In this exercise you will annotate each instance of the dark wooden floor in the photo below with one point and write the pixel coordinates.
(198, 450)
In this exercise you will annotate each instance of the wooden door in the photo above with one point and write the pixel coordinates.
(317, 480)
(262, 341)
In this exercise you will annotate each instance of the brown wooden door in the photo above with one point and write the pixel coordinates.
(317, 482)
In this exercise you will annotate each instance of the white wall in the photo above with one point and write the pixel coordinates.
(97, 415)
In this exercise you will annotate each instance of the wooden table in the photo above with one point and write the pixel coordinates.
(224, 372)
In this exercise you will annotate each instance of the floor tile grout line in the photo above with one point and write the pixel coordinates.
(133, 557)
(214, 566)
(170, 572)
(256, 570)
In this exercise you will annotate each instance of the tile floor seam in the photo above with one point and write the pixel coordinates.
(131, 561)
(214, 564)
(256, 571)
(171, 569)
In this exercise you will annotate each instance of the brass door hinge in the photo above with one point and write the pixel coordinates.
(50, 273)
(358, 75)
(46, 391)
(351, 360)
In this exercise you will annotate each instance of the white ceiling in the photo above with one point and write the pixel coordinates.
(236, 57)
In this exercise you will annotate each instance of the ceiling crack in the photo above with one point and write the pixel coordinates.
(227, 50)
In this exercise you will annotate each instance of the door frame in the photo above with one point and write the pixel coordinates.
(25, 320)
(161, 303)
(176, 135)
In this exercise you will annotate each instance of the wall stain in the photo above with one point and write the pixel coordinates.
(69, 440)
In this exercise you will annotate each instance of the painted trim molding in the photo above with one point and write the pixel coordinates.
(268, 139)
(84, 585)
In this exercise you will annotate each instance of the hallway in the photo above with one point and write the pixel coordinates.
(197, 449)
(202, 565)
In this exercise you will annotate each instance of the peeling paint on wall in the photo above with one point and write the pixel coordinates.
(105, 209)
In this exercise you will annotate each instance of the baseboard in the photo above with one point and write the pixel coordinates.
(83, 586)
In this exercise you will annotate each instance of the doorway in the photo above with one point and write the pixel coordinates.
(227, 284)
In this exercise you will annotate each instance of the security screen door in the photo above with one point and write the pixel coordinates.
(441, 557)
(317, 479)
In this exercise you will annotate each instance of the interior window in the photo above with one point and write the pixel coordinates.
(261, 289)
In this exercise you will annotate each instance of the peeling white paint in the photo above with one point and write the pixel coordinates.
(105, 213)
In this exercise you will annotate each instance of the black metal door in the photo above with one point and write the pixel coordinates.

##########

### Directive
Repeat only the lines running from the line that contains "In this exercise you will annotate each instance of the hallway" through the last line above, inclusive.

### Written response
In this exercise you will annotate each instance of the hallway in the photo above with one point and write the pixel coordinates.
(197, 449)
(202, 565)
In this exercise you will annotate each instance of the peeling paint on wall in the photo above with one point and write the pixel coordinates.
(105, 209)
In this exercise you will annotate each instance of the baseboard in the photo above with one point and write the pixel coordinates.
(83, 586)
In this exercise you will annotate each instance of the doorway in the photo above with one point and write the pixel coordinates.
(227, 284)
In this exercise you will annotate each instance of the security screen door in the photo above with one point and write the pixel coordinates.
(441, 557)
(317, 479)
In this exercise you will annotate each instance of the interior window in the photo above with one point and write the pixel coordinates.
(261, 289)
In this exercise you will annotate each instance of the peeling white paint in the photo above with one point and write the pixel coordinates.
(105, 213)
In this exercise you will annotate each instance of the black metal door in the photo above with one point and write the pixel coordinates.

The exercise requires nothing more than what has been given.